■ WHAT YOU SHOULD DO: From the text on the Mahdi's tomb, write out the part between "In 1896 a British" and "at Wadi Halfa.", inclusive, substituting "biscuit tin" for "kerosene can".

TEXT FOR ANALYSIS: Begin

In 1896 a British force was sent to reconquer Sudan. Many saw this as retribution for the death of General Gordon, which had caused a wave of patriotic outrage amongst the British. After the Battle of Omdurman, the dome of the qubba was destroyed by gunboat fire from Kitchener's small Nile fleet. The body of the Mahdi was disinterred and beheaded. This symbolic decapitation echoed General Gordon's death at the hands of the Mahdist forces in 1885. The headless body of the Mahdi was thrown into the Nile. Lord Kitchener kept the Mahdī's skull and it was rumoured that he intended to use it as a drinking cup or ink well. and, in the words of Winston Churchill, "carried off the Mahdi's head in a kerosene can as a trophy". Allegedly the skull was later buried at Wadi Halfa.

== Controversy ==
News of the desecration of the Mahdi's tomb reached a shocked British audience. There was some argument that this treatment was justified due to the perceived ‘savage’ nature of the Mahdist forces. However, there was also widespread respect for the Mahdist forces as fighting men, particularly among British soldiers. The success by the anṣār in breaking the British military square was famously remembered in Rudyard Kipling's poem ‘Fuzzy-Wuzzy’ (a derogatory term for the people of the Beja tribe, many of whom fought in the Mahdist army). Eventually Lord Kitchener was required to write a letter of apology to Queen Victoria for the actions of his troops after the Battle of Omdurman, particularly in relation to the desecration of the Mahdi's tomb and the treatment of his body.

== Fragments of the Mahdī’s tomb in the UK ==
Fragments of the tomb were taken back to Britain as trophies and many of these fragments are now held in cultural institutions in the UK. At least three of the large brass finials from the domes of the tomb survive. One is held at the Royal Engineers Museum in Kent, another is held at Blair Castle in Scotland and one is at the Khalifa House Museum in Omdurman, located next to the reconstructed tomb of the Mahdī.

TEXT FOR ANALYSIS: End
SOURCE MATERIAL: Begin

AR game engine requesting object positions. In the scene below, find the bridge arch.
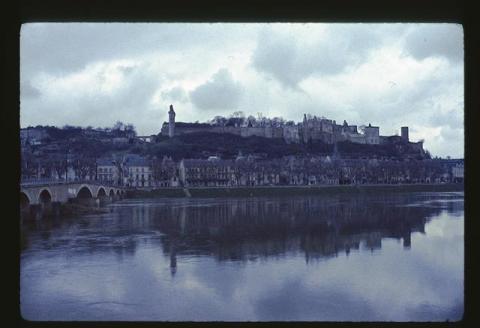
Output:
[97,187,107,198]
[38,188,52,204]
[20,191,32,208]
[77,185,93,198]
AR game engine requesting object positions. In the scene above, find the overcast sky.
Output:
[20,23,464,157]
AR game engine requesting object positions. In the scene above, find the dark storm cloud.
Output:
[20,23,244,74]
[405,24,463,62]
[190,68,243,110]
[430,106,463,129]
[162,87,188,103]
[20,80,41,99]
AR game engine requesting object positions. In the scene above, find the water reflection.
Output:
[21,193,463,320]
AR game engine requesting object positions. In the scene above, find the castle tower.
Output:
[168,105,175,138]
[401,126,409,141]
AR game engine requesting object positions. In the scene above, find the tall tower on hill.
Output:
[168,105,175,138]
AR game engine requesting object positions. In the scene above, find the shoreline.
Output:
[126,183,464,198]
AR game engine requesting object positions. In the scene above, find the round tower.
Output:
[168,105,175,138]
[401,126,409,141]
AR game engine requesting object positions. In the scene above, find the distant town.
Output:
[20,105,463,190]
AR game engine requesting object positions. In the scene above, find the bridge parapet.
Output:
[20,180,124,205]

SOURCE MATERIAL: End

■ RESPONSE:
In 1896 a British force was sent to reconquer Sudan. Many saw this as retribution for the death of General Gordon, which had caused a wave of patriotic outrage amongst the British. After the Battle of Omdurman, the dome of the qubba was destroyed by gunboat fire from Kitchener's small Nile fleet. The body of the Mahdi was disinterred and beheaded. This symbolic decapitation echoed General Gordon's death at the hands of the Mahdist forces in 1885. The headless body of the Mahdi was thrown into the Nile. Lord Kitchener kept the Mahdī's skull and it was rumoured that he intended to use it as a drinking cup or ink well. and, in the words of Winston Churchill, "carried off the Mahdi's head in a biscuit tin as a trophy". Allegedly the skull was later buried at Wadi Halfa.